• PROBLEM STATEMENT: Output exactly, please, the lines of the records below from the one containing "Guideline: mark the postage" through the final line.

[Start of INFORMATION SUPPLIED]

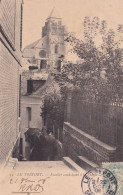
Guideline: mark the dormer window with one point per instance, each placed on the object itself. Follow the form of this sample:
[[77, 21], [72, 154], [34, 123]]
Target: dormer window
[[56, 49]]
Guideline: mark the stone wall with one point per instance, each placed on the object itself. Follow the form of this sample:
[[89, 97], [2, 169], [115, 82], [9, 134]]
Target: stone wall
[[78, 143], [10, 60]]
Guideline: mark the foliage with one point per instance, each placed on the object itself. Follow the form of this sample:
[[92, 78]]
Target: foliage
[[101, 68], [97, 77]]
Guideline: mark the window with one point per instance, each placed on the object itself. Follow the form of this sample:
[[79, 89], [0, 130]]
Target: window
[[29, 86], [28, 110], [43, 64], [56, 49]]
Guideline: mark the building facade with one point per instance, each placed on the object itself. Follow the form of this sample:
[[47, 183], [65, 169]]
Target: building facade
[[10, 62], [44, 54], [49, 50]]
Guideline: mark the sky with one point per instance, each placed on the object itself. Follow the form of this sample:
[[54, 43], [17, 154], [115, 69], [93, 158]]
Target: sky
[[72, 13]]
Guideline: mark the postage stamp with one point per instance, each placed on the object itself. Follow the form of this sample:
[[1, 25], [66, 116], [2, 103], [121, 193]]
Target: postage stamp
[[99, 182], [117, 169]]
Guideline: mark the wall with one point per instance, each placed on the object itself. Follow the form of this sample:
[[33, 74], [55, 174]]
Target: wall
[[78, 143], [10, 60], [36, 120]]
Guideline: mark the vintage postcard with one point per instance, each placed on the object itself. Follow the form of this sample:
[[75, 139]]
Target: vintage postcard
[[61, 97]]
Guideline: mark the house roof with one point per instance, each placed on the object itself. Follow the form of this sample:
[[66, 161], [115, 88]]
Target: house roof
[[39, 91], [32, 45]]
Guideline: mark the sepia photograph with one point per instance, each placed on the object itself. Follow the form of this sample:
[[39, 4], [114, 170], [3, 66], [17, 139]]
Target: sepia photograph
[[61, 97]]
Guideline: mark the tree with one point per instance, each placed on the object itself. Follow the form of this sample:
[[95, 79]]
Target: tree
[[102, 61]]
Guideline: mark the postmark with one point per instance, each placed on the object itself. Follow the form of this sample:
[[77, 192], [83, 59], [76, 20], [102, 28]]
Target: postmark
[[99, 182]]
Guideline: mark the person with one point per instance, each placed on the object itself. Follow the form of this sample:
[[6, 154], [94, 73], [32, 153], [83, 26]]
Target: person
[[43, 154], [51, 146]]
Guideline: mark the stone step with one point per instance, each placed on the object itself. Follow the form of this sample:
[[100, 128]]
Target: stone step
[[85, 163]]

[End of INFORMATION SUPPLIED]

• ANSWER TO THE TASK:
Guideline: mark the postage stamp with one point per instance, each placed on the object itself. Follow the form of this sample:
[[1, 25], [66, 116], [2, 103], [121, 193]]
Target: postage stamp
[[99, 182], [117, 169]]
Guideline: mark the wall with one point per instance, each placed on the object itself. Follow the form of this sample:
[[33, 74], [55, 174]]
Target: wall
[[78, 143], [10, 60], [36, 120]]
Guideline: mark the vintage postcard with one point per instance, each placed on the object itself. Follow the form of this sample:
[[75, 139]]
Target: vintage postcard
[[61, 97]]
Guideline: mark the house roof with one point per instance, each placed on the object itself. Follow the form of this sample:
[[66, 161], [115, 88]]
Target: house roof
[[39, 91], [32, 45]]
Guideline: mark the sepia photograph with one point per instance, each placed on the object itself. Follow the form of this sample:
[[39, 4], [114, 170], [3, 66], [17, 139]]
Target: sepia photograph
[[61, 97]]
Guideline: mark the tree with one point per instance, each placed on the object itself. Follow the form of this sample:
[[95, 79]]
Target: tree
[[102, 61]]
Guideline: mark the postmark with one point per instance, each placed on the object itself. Follow the form of this sample:
[[77, 192], [83, 59], [76, 20], [102, 28]]
Target: postmark
[[99, 182]]
Guideline: mark the person with one point per instance, each placed on the object itself. Follow the form of this sample:
[[6, 154], [94, 73], [32, 153], [83, 26]]
Target: person
[[43, 154], [51, 146]]
Guideline: mark the stone step with one point per instance, each placed on the object itself. Follow the form of this sample:
[[100, 128]]
Target: stone step
[[85, 163]]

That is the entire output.